(Input material Opens)

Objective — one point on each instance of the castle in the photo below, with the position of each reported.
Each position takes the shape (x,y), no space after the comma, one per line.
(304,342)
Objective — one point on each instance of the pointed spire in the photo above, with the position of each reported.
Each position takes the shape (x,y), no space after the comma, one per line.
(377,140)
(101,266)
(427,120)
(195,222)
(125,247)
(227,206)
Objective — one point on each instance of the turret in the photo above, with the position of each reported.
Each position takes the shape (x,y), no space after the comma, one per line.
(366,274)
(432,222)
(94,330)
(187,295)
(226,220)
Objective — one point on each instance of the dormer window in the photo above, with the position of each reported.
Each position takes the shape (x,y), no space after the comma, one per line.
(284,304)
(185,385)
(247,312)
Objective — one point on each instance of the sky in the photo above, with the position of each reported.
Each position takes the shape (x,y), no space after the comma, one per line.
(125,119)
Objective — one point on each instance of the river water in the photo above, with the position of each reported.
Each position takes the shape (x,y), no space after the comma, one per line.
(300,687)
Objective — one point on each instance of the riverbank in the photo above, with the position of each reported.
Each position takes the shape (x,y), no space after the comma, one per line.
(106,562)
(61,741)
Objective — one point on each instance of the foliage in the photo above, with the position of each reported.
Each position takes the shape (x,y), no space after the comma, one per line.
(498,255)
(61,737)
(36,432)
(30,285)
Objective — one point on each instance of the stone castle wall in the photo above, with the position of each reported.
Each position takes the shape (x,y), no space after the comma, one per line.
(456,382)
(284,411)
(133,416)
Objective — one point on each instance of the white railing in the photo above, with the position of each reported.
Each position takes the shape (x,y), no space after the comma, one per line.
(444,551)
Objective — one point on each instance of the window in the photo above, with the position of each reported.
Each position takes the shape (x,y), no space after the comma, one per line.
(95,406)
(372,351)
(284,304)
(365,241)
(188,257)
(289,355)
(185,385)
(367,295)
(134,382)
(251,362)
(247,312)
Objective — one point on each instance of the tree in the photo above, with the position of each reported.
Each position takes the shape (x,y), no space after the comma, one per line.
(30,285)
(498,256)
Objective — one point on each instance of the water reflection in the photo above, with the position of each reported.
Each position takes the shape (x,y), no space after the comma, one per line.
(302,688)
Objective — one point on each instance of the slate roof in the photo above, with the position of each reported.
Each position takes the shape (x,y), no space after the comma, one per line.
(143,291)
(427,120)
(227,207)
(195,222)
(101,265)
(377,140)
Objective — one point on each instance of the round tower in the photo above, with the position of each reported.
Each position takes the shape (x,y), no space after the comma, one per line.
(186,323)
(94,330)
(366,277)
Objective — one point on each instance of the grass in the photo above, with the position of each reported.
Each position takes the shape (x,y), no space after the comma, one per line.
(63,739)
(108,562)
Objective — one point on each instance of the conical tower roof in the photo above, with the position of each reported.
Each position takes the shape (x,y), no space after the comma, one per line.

(Input material Closes)

• [Task]: Copy the records. Each line should match exactly.

• [Your solution]:
Objective — one point on each instance of the castle in the photo below, with the position of each reported.
Each position takes the shape (x,y), no space after the comma, one per line.
(304,342)
Objective — one point on each instance of the pointed spire in the photo above, with the position of each reported.
Each position takes the shape (x,y), no space after the comma, one per line.
(377,140)
(101,266)
(427,120)
(195,222)
(125,247)
(227,206)
Objective — one point on each instance of the turret in the photo above, with the position of each reported.
Each position takes the shape (x,y), no space after the comma, one per line.
(366,274)
(432,222)
(94,330)
(187,295)
(226,220)
Objective — one point on each instance of the dormer window in the photo above, with the position of each reported.
Each position takes the shape (x,y), no space after the comma, one per line.
(284,304)
(185,385)
(247,312)
Objective — one point on each instance of the sky in the photo above, with the position of each reported.
Each position takes the shape (x,y), no space after the comma, one per line.
(125,119)
Objective — one point on each instance of the river water in the photo above, with the position of each reported.
Each position takes the shape (x,y), no space after the comma, one per line.
(300,687)
Objective — one point on each instance of the riverbank in the photo above, with the position of each reported.
Each position takes the shape (x,y), no space after the comma, one per line.
(106,562)
(61,741)
Objective — one point on each instance of the foliage in the photo above, with the position of each reported.
Each position takes the shape (x,y), no space after the comma, one per line.
(498,255)
(61,737)
(36,432)
(30,285)
Objective — one point on each instance of the stone castle wall in the photo above, with the position of each reported.
Each position takes the shape (x,y), no space after the comma, one per line.
(456,382)
(284,411)
(133,416)
Objective — one point on each instance of the white railing in the photo above, with the position of each reported.
Each position takes the shape (x,y), no space after the comma, one per line.
(444,551)
Objective — one point on each instance of the window in the photo above, with the position of each reported.
Each position takes the shape (x,y), no space after the comma, one per line.
(95,406)
(372,351)
(284,304)
(365,241)
(188,257)
(289,355)
(185,385)
(367,295)
(134,382)
(251,362)
(247,312)
Objective — one point on each instance of the tree in the photo above, with the position of each reported.
Each position takes the shape (x,y), no space after the comma, one per line.
(30,285)
(498,256)
Objective — one point on each instance of the water reflection in the photo above, with the position of each reported.
Each position takes the shape (x,y), no space after the comma, one per line.
(302,688)
Objective — one point on each instance of the slate roof in the photo above, with the position of each reported.
Each position takes the shape (x,y), no space after the comma, one per line.
(143,291)
(427,120)
(227,207)
(195,222)
(101,265)
(377,140)
Objective — one point on each instance of the round tower in the photo above, with the position of each reported.
Each position takes the shape (x,y), no space after the comma, one per line.
(186,323)
(94,330)
(366,277)
Objective — one point on each instance of the grass in the photo above, with the position of each reported.
Each position takes the shape (x,y), no space after the comma, one per line.
(63,739)
(108,562)
Objective — one point on each instance of the conical tower roof in the photo above, with the position of each reported.
Each position takes the shape (x,y), no space after the comma, one per line.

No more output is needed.